→ **ITEMS**:
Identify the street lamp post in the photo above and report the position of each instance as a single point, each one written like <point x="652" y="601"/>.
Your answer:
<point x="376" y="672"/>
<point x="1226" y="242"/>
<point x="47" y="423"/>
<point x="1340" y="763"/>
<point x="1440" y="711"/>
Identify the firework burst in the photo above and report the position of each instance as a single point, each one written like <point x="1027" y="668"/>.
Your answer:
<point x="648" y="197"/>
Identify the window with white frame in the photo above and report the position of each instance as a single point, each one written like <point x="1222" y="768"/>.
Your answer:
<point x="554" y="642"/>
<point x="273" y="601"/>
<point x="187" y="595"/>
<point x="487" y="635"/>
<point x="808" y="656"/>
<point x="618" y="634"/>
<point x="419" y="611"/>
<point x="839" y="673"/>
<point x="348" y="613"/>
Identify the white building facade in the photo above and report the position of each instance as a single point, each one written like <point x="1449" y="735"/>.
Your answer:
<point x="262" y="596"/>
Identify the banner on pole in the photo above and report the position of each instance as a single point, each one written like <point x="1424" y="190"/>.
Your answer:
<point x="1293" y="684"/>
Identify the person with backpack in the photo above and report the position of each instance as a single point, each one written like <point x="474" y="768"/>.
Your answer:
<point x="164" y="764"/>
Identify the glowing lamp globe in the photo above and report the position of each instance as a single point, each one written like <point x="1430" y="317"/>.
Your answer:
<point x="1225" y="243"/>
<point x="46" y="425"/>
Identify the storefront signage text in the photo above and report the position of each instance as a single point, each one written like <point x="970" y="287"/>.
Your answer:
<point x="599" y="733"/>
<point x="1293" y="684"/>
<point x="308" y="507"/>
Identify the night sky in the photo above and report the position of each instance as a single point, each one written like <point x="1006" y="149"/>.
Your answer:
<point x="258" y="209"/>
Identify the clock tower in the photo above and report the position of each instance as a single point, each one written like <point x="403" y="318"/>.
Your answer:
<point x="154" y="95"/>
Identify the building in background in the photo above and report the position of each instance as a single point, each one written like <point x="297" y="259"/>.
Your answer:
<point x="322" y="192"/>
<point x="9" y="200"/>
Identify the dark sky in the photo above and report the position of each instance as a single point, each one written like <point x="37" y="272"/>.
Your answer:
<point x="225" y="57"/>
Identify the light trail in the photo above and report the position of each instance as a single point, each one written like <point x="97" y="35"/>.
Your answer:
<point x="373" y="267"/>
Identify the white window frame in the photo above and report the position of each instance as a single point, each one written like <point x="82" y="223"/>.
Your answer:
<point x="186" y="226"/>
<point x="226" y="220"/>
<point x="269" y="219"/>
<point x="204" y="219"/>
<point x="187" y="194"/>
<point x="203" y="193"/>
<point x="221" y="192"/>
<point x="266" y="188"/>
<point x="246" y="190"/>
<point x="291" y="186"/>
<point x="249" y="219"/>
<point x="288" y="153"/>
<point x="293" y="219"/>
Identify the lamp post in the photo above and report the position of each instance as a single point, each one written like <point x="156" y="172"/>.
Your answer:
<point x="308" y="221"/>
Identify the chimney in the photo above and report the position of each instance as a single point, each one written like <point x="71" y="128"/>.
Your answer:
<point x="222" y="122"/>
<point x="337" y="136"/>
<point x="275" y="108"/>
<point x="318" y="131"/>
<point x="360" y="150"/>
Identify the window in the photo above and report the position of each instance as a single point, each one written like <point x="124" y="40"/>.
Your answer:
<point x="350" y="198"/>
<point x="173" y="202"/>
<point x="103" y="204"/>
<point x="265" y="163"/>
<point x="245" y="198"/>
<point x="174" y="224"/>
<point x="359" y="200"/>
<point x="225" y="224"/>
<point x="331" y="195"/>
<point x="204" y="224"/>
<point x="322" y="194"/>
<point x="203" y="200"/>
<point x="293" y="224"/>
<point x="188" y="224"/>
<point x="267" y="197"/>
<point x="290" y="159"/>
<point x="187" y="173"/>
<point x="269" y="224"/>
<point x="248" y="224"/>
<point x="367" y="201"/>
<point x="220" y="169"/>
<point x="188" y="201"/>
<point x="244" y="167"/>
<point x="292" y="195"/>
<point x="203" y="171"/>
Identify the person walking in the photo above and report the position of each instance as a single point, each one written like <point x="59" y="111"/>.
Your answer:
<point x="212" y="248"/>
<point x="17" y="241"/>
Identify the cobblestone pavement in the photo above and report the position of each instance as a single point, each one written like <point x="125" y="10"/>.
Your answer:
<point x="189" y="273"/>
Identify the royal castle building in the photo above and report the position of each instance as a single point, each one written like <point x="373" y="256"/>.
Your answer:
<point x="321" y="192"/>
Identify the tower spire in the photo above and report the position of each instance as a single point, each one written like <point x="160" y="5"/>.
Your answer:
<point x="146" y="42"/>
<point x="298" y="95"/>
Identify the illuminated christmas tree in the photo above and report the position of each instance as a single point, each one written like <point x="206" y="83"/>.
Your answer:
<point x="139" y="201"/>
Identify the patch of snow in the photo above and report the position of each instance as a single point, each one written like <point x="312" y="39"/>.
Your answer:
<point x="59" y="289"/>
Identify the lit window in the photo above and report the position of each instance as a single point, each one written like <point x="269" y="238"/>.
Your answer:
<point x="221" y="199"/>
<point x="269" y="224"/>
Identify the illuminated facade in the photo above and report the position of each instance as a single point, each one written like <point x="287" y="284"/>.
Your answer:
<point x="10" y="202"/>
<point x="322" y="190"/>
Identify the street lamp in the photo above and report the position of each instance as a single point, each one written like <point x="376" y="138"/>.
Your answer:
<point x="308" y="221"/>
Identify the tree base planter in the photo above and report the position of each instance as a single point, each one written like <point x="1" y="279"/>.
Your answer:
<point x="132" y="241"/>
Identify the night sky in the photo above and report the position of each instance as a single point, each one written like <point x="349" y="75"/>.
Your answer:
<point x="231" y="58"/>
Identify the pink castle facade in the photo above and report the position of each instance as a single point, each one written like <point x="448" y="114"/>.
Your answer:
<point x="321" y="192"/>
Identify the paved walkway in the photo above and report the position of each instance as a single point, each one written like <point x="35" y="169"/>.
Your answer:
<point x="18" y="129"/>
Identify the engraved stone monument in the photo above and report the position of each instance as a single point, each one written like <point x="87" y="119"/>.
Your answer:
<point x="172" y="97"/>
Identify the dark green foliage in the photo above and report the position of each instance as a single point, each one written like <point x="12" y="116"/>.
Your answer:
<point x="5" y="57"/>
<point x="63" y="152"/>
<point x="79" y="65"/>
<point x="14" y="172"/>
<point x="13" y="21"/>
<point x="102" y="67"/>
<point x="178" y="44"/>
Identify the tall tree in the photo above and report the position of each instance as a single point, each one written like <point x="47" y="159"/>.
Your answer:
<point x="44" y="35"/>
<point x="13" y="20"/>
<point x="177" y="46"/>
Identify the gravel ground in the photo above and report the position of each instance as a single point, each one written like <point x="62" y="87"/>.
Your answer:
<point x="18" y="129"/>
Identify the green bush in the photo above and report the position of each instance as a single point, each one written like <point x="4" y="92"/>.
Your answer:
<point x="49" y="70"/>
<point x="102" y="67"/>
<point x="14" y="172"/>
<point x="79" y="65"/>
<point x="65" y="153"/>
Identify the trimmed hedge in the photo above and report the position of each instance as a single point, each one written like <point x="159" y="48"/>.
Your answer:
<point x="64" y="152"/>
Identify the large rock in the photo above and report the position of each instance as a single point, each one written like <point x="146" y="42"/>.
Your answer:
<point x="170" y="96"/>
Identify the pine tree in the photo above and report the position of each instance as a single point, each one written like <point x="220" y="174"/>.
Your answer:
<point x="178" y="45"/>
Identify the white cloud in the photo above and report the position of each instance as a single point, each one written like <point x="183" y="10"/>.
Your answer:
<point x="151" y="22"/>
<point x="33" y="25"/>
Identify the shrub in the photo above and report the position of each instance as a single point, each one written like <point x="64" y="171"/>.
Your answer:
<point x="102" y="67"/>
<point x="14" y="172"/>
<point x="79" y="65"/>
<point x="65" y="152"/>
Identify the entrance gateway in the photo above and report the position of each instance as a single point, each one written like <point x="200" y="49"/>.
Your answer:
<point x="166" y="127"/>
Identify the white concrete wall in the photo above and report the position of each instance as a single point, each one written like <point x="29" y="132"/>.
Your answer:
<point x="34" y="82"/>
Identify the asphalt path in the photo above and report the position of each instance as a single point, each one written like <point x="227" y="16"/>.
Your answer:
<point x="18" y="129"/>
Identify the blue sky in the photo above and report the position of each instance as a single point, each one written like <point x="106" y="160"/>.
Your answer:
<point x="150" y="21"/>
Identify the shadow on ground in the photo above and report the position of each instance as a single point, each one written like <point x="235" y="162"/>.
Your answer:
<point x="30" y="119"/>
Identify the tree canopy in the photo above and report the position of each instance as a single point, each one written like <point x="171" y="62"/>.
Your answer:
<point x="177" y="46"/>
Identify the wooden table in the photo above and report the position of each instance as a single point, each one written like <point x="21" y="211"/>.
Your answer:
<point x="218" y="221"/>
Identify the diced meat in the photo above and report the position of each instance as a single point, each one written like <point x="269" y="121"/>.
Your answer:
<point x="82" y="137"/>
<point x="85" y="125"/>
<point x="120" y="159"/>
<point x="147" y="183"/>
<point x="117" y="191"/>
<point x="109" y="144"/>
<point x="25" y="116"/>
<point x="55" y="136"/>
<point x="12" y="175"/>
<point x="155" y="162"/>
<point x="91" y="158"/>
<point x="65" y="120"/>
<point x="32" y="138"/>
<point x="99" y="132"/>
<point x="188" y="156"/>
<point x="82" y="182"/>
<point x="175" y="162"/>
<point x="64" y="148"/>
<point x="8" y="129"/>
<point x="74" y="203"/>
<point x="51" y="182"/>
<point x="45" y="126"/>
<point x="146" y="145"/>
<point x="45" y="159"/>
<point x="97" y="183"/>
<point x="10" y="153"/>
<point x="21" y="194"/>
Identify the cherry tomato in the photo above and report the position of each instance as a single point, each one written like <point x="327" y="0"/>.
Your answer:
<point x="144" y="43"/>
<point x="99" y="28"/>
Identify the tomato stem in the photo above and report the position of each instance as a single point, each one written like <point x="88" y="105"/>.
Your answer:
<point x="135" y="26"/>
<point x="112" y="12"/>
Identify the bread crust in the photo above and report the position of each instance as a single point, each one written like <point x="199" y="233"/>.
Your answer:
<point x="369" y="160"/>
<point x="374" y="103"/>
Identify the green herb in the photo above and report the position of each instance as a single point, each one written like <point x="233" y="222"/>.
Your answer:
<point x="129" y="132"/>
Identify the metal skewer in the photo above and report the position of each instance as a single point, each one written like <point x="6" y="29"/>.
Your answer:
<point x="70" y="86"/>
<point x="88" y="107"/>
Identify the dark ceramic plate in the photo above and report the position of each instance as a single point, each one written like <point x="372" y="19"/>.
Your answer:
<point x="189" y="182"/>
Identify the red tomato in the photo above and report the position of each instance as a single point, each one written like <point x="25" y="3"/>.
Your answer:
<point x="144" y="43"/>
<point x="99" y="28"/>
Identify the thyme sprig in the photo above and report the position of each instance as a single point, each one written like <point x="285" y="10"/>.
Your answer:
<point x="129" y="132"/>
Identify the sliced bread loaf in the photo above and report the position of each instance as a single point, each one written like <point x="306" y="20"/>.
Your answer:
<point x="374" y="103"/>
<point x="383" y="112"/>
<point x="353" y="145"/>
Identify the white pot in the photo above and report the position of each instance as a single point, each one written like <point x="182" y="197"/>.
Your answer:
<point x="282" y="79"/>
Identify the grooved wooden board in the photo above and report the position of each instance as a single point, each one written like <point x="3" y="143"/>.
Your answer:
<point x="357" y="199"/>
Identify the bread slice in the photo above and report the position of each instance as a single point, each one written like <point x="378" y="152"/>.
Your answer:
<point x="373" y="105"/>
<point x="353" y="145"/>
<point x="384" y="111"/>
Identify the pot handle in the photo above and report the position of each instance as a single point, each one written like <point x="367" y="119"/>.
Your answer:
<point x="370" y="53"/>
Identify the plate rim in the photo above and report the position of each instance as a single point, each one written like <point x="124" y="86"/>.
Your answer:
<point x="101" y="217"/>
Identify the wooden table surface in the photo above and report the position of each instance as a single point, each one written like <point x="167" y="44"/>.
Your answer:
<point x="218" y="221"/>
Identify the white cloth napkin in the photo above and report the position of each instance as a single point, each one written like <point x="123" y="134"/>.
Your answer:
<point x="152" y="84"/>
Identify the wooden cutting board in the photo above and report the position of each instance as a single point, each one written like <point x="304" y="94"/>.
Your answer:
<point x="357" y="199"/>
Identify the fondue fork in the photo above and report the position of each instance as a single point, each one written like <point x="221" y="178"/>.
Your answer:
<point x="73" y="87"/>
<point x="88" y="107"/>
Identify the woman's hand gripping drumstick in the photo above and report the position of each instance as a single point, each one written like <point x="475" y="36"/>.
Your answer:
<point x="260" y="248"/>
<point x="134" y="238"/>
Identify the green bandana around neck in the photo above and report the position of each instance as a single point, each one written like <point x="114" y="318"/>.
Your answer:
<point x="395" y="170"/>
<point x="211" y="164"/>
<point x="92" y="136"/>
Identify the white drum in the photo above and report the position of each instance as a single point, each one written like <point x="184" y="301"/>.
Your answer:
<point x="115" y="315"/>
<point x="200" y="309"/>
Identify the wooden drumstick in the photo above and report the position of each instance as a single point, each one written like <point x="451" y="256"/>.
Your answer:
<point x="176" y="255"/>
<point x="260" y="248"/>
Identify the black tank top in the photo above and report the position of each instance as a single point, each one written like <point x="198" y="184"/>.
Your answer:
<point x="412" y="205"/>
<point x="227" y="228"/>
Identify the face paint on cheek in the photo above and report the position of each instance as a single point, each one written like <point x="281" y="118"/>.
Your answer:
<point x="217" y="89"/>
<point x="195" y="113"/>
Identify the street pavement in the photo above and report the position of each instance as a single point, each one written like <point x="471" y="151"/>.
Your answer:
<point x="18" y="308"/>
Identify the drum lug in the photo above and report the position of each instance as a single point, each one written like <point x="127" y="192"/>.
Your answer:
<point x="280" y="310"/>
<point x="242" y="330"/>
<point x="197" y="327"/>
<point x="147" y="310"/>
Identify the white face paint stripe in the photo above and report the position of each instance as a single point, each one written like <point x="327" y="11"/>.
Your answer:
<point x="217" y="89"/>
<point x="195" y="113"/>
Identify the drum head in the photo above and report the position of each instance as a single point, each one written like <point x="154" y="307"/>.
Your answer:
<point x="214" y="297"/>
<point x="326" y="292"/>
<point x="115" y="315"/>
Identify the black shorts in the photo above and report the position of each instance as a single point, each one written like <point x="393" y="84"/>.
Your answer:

→ **WHAT TO DO**: Reproduce the lines word for word, starting at the one holding "Identify the drum lug" and ending at the final line of the material above.

→ **TASK ANSWER**:
Identify the drum lug in the photo above and report the position of each instance as a single point, each one written like <point x="127" y="192"/>.
Your answer:
<point x="280" y="310"/>
<point x="242" y="330"/>
<point x="197" y="327"/>
<point x="147" y="310"/>
Identify the white face paint stripe in the photo above and report the position of each instance as a single point, each one written like <point x="327" y="11"/>.
Your answer:
<point x="217" y="89"/>
<point x="195" y="113"/>
Identify the drum head in the photo above and report the position of each instance as a single point, each one written like <point x="154" y="307"/>.
Your answer:
<point x="214" y="297"/>
<point x="326" y="292"/>
<point x="115" y="315"/>
Identify the black shorts in the photo above and report the position of each instance as a single point, each one written like <point x="393" y="84"/>.
Your answer:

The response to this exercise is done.